** START **

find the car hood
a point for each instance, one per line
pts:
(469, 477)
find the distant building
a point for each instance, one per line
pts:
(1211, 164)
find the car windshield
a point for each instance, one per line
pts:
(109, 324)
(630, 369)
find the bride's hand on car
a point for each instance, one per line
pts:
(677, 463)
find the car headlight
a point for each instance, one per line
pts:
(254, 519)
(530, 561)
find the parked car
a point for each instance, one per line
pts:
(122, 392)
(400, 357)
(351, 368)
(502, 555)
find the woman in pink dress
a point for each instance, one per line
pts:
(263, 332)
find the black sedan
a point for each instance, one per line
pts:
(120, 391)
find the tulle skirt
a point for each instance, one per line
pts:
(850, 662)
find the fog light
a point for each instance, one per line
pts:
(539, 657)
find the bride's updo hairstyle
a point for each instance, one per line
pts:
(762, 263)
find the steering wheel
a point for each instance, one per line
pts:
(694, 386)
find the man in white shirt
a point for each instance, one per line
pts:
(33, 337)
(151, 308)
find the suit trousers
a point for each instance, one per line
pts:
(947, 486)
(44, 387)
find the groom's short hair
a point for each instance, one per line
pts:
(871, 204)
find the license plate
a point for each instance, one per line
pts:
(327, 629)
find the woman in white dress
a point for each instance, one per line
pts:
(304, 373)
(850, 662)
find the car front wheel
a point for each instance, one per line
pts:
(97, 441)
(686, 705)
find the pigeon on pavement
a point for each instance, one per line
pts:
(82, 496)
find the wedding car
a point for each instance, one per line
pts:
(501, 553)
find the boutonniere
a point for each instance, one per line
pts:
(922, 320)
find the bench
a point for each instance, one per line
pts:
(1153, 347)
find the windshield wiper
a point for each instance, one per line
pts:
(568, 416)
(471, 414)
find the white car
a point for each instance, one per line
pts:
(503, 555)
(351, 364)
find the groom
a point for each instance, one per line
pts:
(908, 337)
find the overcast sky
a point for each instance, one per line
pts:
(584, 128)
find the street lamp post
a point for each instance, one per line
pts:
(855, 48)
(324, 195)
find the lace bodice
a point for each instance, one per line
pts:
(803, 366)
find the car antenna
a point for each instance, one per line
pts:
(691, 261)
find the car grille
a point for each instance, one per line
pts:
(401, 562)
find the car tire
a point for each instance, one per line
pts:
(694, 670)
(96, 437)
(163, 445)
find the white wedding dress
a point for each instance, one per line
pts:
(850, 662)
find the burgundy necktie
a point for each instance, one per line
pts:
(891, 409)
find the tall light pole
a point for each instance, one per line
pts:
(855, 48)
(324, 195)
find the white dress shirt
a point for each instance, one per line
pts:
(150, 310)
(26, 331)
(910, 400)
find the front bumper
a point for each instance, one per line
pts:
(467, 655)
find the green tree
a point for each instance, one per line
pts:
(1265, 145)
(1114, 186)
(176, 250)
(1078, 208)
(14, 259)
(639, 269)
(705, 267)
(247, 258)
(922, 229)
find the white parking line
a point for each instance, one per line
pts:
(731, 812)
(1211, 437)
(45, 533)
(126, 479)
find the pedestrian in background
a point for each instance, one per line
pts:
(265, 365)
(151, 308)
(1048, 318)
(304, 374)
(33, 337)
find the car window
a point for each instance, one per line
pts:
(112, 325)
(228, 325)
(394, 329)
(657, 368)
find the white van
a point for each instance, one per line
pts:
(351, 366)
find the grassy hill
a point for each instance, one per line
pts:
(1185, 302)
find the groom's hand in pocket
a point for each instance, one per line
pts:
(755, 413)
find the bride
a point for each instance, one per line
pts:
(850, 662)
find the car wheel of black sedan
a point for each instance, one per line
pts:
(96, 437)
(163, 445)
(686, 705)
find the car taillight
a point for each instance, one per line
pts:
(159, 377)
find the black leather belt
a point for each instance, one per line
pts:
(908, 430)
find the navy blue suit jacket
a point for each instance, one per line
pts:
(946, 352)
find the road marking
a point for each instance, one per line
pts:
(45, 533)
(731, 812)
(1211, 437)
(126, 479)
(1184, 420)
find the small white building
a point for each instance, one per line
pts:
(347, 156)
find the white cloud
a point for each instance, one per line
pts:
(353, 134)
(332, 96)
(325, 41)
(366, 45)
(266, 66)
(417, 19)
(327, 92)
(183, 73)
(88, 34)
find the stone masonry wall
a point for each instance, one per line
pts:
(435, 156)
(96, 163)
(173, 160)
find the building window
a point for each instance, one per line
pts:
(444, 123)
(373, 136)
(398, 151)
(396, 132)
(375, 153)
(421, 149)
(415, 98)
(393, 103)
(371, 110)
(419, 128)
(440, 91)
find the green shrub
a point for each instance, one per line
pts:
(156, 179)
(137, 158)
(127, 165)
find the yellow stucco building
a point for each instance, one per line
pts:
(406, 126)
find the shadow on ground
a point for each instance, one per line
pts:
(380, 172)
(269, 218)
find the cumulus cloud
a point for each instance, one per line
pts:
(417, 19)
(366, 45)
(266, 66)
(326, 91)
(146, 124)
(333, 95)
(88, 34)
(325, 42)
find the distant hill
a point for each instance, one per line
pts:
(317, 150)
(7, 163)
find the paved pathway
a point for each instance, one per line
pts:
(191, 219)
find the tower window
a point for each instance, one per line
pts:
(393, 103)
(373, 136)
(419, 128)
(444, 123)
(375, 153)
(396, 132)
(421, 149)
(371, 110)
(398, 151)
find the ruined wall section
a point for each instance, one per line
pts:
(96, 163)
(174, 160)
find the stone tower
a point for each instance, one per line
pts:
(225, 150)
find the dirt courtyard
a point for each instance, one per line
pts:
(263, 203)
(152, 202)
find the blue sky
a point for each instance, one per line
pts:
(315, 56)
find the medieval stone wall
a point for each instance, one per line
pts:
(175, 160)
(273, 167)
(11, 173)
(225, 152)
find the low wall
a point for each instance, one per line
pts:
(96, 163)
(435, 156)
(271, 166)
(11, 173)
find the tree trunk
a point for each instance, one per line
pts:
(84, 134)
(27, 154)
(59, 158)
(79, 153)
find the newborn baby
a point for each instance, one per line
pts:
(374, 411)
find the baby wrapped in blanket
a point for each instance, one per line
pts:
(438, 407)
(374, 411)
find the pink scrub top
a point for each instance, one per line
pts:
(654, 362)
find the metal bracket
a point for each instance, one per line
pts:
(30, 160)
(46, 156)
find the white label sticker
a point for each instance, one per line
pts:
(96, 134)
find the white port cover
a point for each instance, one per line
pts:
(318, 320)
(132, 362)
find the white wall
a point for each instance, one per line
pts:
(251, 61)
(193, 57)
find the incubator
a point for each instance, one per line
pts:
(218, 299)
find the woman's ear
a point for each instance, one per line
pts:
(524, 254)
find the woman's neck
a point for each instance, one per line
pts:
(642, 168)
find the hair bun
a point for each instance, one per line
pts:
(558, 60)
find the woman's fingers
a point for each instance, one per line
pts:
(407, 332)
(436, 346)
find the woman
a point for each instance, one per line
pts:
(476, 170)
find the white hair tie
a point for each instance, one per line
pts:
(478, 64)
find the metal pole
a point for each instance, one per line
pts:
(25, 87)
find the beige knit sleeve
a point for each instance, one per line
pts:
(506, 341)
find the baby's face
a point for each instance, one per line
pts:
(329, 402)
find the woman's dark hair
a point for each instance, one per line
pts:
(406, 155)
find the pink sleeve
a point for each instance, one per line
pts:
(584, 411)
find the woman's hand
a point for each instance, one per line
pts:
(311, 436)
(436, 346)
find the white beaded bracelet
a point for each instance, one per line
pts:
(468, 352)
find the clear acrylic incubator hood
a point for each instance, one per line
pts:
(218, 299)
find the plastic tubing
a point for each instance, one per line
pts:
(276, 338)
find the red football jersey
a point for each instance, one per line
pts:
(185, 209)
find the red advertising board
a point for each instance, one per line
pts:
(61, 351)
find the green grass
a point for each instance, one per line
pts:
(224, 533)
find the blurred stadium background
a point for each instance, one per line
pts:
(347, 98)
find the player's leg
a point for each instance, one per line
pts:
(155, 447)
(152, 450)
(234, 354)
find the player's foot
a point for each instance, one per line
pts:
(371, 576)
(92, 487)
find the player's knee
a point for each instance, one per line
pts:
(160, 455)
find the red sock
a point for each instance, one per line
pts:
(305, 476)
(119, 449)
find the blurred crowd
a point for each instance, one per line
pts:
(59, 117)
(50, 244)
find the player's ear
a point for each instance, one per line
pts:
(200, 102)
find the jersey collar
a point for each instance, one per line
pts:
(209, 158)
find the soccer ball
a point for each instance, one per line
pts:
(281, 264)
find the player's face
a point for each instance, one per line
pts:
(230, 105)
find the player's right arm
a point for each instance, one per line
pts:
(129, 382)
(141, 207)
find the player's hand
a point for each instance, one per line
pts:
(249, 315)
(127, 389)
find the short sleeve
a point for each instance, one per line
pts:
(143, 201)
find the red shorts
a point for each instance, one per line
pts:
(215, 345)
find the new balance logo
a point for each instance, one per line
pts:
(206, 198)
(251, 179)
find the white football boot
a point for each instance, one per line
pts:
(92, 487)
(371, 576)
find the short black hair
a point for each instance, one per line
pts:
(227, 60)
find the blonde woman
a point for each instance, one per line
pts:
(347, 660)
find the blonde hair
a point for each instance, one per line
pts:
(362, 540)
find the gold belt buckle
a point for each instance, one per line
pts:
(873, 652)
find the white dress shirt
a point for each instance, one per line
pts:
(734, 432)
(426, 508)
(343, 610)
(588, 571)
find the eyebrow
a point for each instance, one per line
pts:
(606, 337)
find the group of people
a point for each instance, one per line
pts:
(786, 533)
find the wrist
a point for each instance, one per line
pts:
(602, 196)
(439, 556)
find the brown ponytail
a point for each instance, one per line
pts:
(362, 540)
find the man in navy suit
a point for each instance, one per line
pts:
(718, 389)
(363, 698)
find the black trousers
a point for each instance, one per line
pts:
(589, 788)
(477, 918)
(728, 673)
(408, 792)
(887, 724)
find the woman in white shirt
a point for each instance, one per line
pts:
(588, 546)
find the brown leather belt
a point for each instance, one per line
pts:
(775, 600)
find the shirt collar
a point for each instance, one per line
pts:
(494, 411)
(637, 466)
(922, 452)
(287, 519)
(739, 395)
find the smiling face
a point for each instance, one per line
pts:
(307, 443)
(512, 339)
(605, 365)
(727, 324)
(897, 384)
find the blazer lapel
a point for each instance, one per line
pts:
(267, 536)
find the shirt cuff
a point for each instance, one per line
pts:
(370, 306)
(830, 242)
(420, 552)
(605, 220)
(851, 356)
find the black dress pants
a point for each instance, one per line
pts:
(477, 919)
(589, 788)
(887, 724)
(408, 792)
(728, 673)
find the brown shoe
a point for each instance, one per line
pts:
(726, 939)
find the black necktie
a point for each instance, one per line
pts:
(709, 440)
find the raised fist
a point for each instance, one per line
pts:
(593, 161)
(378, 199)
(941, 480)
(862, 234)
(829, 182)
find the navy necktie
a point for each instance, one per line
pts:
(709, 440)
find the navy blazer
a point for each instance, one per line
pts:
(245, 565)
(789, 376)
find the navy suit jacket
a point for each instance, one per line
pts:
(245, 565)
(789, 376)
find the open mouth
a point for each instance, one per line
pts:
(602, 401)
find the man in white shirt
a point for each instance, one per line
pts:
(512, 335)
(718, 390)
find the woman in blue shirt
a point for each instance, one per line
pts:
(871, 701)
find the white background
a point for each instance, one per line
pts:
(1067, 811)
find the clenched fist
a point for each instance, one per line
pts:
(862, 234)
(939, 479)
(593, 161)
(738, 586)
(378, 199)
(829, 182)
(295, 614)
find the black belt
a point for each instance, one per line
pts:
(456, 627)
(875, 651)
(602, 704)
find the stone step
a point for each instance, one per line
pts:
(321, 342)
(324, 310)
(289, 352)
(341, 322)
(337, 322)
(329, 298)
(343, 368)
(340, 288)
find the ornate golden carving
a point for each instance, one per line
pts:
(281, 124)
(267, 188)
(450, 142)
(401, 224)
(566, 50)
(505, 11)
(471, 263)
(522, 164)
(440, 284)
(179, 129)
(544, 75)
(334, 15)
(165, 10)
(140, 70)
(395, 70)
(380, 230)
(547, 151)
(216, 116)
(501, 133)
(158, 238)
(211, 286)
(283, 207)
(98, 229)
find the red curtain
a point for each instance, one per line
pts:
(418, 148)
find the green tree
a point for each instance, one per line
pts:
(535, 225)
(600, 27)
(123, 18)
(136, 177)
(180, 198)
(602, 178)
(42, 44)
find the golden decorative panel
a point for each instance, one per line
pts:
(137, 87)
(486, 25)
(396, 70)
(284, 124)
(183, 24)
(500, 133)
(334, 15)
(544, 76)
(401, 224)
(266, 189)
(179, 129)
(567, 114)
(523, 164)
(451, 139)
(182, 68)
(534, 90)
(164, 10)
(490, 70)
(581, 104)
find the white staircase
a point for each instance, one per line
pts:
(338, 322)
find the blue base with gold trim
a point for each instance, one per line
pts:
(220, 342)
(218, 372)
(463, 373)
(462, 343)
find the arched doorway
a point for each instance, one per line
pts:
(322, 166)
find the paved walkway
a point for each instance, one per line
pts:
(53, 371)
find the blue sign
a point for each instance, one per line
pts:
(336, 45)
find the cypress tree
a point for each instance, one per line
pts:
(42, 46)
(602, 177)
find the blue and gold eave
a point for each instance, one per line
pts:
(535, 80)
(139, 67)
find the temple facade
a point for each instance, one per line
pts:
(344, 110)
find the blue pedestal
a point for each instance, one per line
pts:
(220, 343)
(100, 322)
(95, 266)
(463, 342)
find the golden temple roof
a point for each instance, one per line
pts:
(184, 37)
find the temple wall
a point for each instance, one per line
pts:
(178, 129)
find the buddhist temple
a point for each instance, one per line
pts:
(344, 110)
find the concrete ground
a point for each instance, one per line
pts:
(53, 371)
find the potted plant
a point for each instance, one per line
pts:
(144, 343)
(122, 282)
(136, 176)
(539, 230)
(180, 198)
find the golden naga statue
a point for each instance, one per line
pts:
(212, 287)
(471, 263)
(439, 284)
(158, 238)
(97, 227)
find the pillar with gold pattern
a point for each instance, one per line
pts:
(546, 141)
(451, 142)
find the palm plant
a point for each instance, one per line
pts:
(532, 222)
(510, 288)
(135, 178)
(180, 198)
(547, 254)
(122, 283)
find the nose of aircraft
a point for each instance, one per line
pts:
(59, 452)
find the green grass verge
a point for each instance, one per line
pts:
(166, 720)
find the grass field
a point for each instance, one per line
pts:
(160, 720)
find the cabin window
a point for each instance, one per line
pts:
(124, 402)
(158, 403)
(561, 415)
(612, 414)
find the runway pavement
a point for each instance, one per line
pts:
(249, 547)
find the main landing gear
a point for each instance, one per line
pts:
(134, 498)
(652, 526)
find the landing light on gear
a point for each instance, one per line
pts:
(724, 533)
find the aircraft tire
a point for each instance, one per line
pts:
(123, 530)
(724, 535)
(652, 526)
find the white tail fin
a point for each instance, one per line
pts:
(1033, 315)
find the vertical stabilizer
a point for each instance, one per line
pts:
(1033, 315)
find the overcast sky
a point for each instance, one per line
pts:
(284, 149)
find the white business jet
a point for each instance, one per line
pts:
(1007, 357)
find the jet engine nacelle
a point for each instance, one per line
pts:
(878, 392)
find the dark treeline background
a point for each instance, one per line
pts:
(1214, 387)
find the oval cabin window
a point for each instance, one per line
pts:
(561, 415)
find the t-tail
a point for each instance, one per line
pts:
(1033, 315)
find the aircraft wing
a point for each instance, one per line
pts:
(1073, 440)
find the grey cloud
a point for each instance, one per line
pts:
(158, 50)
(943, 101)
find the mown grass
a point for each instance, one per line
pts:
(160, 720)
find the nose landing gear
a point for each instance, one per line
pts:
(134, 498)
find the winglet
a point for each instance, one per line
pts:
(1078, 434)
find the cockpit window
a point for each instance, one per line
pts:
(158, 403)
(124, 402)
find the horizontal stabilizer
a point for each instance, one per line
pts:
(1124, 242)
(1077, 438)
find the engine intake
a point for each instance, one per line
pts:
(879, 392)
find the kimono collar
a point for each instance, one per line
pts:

** END **

* _Goal_
Starting from the line with "find the dark treeline background" and ending with the final line of the data, quote every line exactly, both ends included.

* _Reply_
find the dark treeline background
a point for each instance, one per line
pts:
(1214, 387)
find the oval cabin window
a point for each instance, one per line
pts:
(561, 415)
find the t-tail
a point for each instance, one per line
pts:
(1033, 315)
find the aircraft wing
a point for each instance, one per line
pts:
(1073, 440)
find the grey cloud
a point for each instance, one per line
pts:
(158, 50)
(943, 101)
find the mown grass
a point for each instance, one per line
pts:
(160, 720)
find the nose landing gear
a point for each instance, one per line
pts:
(134, 498)
find the winglet
a point for each instance, one per line
pts:
(1078, 434)
find the cockpit window
a point for each instance, one per line
pts:
(158, 403)
(124, 402)
find the horizontal stabilizer
a point for each instance, one per line
pts:
(1124, 242)
(1077, 438)
find the engine intake
a point for each instance, one per line
pts:
(879, 392)
find the kimono collar
a point for each instance, one per line
pts:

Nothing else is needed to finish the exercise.